:: Excerpt to read ::
Start of Block

Decks that already follow that game plan can now potentially win sooner without relying on Marionette Master.
Academy Manufactor continues to eat good, I guess. Kill on sight.
Speaking of cards that’ll shake up the format, Orcish Bowmasters is not just a way to respond to Brainstorm in Legacy. This is going to have applications in cEDH and casual, and chews its way through mana dorks and tokens with ease.
If there’s no better target, it can also hit face. It does all of this while building a large token to block or swing with, and for just two mana.
It’s susceptible to friendly fire in cEDH where multiple decks can play it, and in casual it can fall to any number of ping effects. But either way, it’s a scary card.
The first time someone has this in play with a wheel effect will create a new core memory for you.
Sauron, the Necromancer reminds me of Nightmare Shepherd. If you’re doing attack-step focused things, like Isshin, or filling your yard and leaning into the Ring mechanic, then I think Sauron is a respectable card. Otherwise it’s pretty mid.
The Witch-king of Angmar is sweet. Punishing players for attacking you is fun, and giving the Witch-king a little protection to help evade incoming removal is a nice touch. The wording is weird because of two-headed giant and other team-based gameplay variants, by the way.
TALES OF MIDDLE-EARTH: RED
People play Clash of Titans. I think that means they’ll play Breaking of the Fellowship. In mono, red this is pretty premium as far as removal goes, even if it is inconsistent. Not having to put more than two mana into it, or rely on Mountain-count, to remove a problem? That’s pretty nice. And sometimes you’ll snipe something with Deathtouch, which will feel great.
Boromir, Orcish Lumberjacks, Mirkwood Bats… and this. Display of Power is bonkers good, and will be one of the most-played cards in the set. Sure it can help you go off, but it can also mess with a stack of spells between other opponents. Copying a great spell and also a counterspell is going to feel dirty.
Éomer, Marshal of Rohan is neat. A hasty extra combat granter for four is a good rate. Some of the time if you don’t have a sacrifice outlet, or if you’re not copying Legendary creatures to have them die to the legend rule, this will have opponents block in such a way that they don’t kill your legends. That’s still pretty good, even as a floor.

End of Block

:: Available data ::

Start of Block

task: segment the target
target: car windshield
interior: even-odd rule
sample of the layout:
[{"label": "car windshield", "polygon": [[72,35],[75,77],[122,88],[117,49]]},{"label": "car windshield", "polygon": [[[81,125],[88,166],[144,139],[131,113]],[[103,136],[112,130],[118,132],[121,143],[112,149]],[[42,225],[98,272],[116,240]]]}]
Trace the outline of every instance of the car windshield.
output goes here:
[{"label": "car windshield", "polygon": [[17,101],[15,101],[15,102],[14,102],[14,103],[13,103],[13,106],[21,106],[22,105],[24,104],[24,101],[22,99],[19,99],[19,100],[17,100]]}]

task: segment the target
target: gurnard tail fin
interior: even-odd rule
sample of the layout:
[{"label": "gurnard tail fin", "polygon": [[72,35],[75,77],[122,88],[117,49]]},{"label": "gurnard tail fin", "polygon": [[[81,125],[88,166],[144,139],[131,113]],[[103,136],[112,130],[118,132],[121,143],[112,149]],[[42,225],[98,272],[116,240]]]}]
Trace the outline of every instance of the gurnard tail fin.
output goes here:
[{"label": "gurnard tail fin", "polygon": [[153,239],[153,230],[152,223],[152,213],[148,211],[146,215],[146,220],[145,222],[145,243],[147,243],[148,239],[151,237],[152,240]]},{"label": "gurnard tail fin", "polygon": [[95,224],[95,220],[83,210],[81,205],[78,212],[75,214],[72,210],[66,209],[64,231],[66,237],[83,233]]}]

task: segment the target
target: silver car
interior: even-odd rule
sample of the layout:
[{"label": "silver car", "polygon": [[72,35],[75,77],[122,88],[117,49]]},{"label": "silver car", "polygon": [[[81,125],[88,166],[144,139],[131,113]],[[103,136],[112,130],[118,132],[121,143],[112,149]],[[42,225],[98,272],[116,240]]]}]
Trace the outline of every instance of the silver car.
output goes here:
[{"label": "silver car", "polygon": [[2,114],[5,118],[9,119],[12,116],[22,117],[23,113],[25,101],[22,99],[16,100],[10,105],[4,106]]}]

End of Block
Start of Block

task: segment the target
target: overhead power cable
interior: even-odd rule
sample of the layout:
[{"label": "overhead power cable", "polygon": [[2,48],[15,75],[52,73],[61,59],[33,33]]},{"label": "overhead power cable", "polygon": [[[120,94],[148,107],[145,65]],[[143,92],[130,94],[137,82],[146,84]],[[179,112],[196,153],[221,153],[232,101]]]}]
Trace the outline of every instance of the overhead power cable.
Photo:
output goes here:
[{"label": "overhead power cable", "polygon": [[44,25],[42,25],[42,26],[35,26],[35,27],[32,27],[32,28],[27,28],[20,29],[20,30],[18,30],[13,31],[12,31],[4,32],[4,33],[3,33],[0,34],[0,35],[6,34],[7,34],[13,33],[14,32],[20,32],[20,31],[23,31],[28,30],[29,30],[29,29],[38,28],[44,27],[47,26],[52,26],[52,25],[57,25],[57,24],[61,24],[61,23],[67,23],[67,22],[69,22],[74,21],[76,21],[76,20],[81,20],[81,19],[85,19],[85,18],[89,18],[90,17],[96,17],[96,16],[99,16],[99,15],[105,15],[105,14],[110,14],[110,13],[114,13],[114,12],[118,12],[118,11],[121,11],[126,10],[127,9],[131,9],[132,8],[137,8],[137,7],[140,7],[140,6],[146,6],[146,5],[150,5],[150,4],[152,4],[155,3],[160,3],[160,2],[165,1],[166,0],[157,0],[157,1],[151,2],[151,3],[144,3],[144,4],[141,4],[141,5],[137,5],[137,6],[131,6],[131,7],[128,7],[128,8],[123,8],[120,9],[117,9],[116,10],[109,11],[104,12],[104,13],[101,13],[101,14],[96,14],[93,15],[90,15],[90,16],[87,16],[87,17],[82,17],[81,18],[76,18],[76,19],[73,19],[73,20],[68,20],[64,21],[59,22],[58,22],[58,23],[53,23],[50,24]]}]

End of Block

:: Activity ::
Reproduce the card review word for word, starting at "Academy Manufactor continues" and ending at "a scary card.". The entries have no connection to the card review.

:: Final answer ::
Academy Manufactor continues to eat good, I guess. Kill on sight.
Speaking of cards that’ll shake up the format, Orcish Bowmasters is not just a way to respond to Brainstorm in Legacy. This is going to have applications in cEDH and casual, and chews its way through mana dorks and tokens with ease.
If there’s no better target, it can also hit face. It does all of this while building a large token to block or swing with, and for just two mana.
It’s susceptible to friendly fire in cEDH where multiple decks can play it, and in casual it can fall to any number of ping effects. But either way, it’s a scary card.